#### PASSAGE FOURNI

<<<<

Parader à cheval

Si quelqu’un, montant un bon cheval de guerre, veut le faire paraître avantageusement et prendre les plus belles allures, qu’il se garde bien de le tourmenter, soit en lui tirant la bride, soit en le pinçant de l’éperon ou le frappant avec un fouet, par où plusieurs pensent briller, mais de tels moyens produisent justement le contraire de ce qu’on en attend : car, obligeant le cheval à porter au vent, on l’empêche de voir devant lui, et on le fait marcher en aveugle ; en le piquant et le battant on le désespère, non sans danger pour soi-même : d’ailleurs, ainsi maltraité, il se déplaît au travail, et, loin d’avoir de la grâce, ne montre dans ce qu’il faut que douleur et chagrin.

Ça, vous avez du tous le voir un jour : des cavaliers qui titillent leurs chevaux avec les éperons pour qu’ils se rebellent et semblent difficiles, puis beaucoup de main pour montrer qu’on le « mate »… Xénophon aussi voyait apparemment ceci souvent, et il était contre ce traitement absurde… Le cheval devient triste de travailler, il ne montrera donc plus la grâce qu’il a.

>>>>

#### CONSIGNES ET EXIGENCES
Reproduire intégralement le passage fourni ci-dessus sur la parade à cheval, sans aucune modification.

#### CONTENU DES DONNÉES
<<<<

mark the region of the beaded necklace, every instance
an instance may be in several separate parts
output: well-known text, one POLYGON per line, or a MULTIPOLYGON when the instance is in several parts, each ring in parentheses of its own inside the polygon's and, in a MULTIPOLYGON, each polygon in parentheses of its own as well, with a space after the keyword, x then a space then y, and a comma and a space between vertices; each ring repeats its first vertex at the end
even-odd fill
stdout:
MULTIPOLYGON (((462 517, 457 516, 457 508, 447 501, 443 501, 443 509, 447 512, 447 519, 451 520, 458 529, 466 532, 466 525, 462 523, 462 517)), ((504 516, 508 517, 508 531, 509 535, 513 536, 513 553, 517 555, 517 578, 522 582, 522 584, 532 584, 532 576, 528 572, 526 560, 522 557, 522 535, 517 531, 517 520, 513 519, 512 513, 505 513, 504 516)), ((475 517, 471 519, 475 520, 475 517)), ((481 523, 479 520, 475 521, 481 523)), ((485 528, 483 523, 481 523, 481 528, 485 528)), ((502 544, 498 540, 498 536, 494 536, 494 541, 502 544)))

>>>>

#### RÉPONSE CORRECTE
Parader à cheval

Si quelqu’un, montant un bon cheval de guerre, veut le faire paraître avantageusement et prendre les plus belles allures, qu’il se garde bien de le tourmenter, soit en lui tirant la bride, soit en le pinçant de l’éperon ou le frappant avec un fouet, par où plusieurs pensent briller, mais de tels moyens produisent justement le contraire de ce qu’on en attend : car, obligeant le cheval à porter au vent, on l’empêche de voir devant lui, et on le fait marcher en aveugle ; en le piquant et le battant on le désespère, non sans danger pour soi-même : d’ailleurs, ainsi maltraité, il se déplaît au travail, et, loin d’avoir de la grâce, ne montre dans ce qu’il faut que douleur et chagrin.

Ça, vous avez du tous le voir un jour : des cavaliers qui titillent leurs chevaux avec les éperons pour qu’ils se rebellent et semblent difficiles, puis beaucoup de main pour montrer qu’on le « mate »… Xénophon aussi voyait apparemment ceci souvent, et il était contre ce traitement absurde… Le cheval devient triste de travailler, il ne montrera donc plus la grâce qu’il a.